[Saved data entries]
------------------------------

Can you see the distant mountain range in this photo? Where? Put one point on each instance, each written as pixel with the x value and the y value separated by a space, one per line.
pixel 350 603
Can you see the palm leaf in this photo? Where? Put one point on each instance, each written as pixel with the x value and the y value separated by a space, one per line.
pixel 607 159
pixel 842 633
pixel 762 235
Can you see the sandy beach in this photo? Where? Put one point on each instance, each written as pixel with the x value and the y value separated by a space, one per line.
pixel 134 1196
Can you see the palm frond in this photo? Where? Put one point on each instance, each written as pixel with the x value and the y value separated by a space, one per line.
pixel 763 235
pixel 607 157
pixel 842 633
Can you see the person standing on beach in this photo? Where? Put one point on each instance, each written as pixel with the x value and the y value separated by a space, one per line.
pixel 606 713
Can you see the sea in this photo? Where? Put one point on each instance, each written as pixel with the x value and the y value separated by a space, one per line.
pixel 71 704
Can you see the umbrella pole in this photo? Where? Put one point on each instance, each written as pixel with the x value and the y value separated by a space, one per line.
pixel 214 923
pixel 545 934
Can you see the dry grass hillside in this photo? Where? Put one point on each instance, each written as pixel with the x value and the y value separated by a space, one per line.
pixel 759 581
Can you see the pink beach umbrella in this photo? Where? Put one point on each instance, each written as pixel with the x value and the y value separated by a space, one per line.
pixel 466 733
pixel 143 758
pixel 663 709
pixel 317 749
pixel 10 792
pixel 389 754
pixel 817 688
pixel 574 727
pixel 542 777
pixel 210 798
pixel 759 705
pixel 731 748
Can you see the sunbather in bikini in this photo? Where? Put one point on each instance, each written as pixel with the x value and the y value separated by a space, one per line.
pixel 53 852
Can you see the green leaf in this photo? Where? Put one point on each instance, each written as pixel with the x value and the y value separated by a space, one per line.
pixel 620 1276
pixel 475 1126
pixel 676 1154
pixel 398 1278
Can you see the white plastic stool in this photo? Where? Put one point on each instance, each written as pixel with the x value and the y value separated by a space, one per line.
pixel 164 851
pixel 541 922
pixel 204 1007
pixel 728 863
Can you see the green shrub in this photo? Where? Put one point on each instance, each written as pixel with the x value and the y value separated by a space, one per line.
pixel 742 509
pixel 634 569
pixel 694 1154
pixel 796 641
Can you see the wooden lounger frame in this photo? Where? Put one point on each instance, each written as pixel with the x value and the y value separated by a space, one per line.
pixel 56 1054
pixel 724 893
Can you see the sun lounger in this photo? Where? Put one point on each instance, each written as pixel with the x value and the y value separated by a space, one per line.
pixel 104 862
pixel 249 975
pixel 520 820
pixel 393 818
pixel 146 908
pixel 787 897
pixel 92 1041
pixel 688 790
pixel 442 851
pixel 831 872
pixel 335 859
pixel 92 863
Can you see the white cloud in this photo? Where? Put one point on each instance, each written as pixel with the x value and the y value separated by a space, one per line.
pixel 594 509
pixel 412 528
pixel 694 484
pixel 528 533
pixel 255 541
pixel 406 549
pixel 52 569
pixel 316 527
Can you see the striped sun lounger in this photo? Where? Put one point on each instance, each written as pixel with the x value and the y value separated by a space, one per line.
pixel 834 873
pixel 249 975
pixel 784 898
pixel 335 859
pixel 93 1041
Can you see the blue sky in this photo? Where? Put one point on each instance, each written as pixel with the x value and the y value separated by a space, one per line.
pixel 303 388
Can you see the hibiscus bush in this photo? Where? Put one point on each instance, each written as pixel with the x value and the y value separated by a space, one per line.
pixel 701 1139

------------------------------

**Work to be completed:** The entries above are to be output exactly as they appear.

**Reply to the exercise:**
Can you see the distant mountain range in this photo? Where? Put one point on each instance, each written as pixel with the x value and the y value separated by a space, one per line.
pixel 350 603
Can you see the palm leaf in this photo? Where? Put one point on each instance, each written as pixel with the x value and the y value separated by a space, one per line.
pixel 607 159
pixel 842 633
pixel 762 235
Can you see the sandy beach in this photo? Where? Put one point on each instance, each written as pixel with the x value and the y value separated by a space, one per line.
pixel 134 1196
Can you see the palm frond in this photo? Where? Put one point on each instance, each written as pixel with the x value and the y value separated by a space, one per line.
pixel 763 235
pixel 607 157
pixel 842 633
Can you see the person standing on beach in this photo? Where? Put one point on each instance, each written as pixel with the x value and the y value separated by a space, one per line.
pixel 606 713
Can you see the sea in this photo? Where? Put one point on each instance, each written as pixel with the x value and the y value separated by a space, one per line.
pixel 71 704
Can you see the umbrella pole in this photo? Where? Put one point on each instance, each written as pixel with the x value and the y value separated by a space, one per line.
pixel 214 923
pixel 545 934
Can you see the dry grass hillside in this photo? Where? Put one point on each instance, each written as pixel with the x value and the y value separated by a space, one per line.
pixel 759 581
Can you see the pink beach umbrella in this photo? Where? Put one point on each instance, each written as pixel with the x value and the y value separated by a space, one per line.
pixel 466 733
pixel 143 758
pixel 663 709
pixel 317 749
pixel 10 792
pixel 389 754
pixel 817 688
pixel 574 727
pixel 542 777
pixel 210 798
pixel 759 705
pixel 731 748
Can you see the sunbather in bikini in this photo? Where? Put one point on each instance, each written as pixel with the x value and the y value separated by a space, one per line.
pixel 53 852
Can you see the green leaf in this photo? Where? Put one point on each instance, each written as pixel with the x value and the y value separated by a space, one per line.
pixel 620 1276
pixel 475 1126
pixel 676 1154
pixel 398 1278
Can you see the white plastic stool in this photo? Where? Put one point on each instance, each written as pixel with the x value and the y value separated by a space, one per line.
pixel 164 851
pixel 541 922
pixel 204 1007
pixel 728 863
Can you see the green shrub in this photo? Where? Put one point on each instance, each written as pixel with the x value and the y value separated by a space, one per line.
pixel 742 509
pixel 634 569
pixel 694 1154
pixel 796 641
Can you see the wooden lounger frame in this photo? Where? Put one point on each instance, each written as pixel with the x value and the y value separated by a space, one per line.
pixel 56 1054
pixel 724 893
Can you see the sun lounger in this photo? Where? Put one point on each instance, each written as pixel with the x value and the y value separated by a space, one per line.
pixel 104 862
pixel 249 975
pixel 520 820
pixel 393 818
pixel 146 908
pixel 787 897
pixel 92 1041
pixel 688 790
pixel 442 851
pixel 831 872
pixel 335 859
pixel 92 863
Can you see the white cloud in this photo? Where? Put one point on each instance, each written as pixel with the x value and the y value separated by a space, one per line.
pixel 594 509
pixel 412 528
pixel 694 484
pixel 528 533
pixel 255 541
pixel 406 549
pixel 52 569
pixel 316 527
Can you see the striped sun lounger in this photo? Where? Put one point on each instance, each written as pixel with the x value and the y value separated by a space, one per line.
pixel 834 873
pixel 249 975
pixel 784 898
pixel 335 859
pixel 93 1041
Can you see the blue sky in this photo? Where? Put one point on each instance, each written as pixel with the x value and the y value separated by a space, one per line.
pixel 303 388
Can you see the hibiscus bush in this photo? Where? Put one point on each instance, each written as pixel with the x value and the y value separated by a space, one per line.
pixel 701 1139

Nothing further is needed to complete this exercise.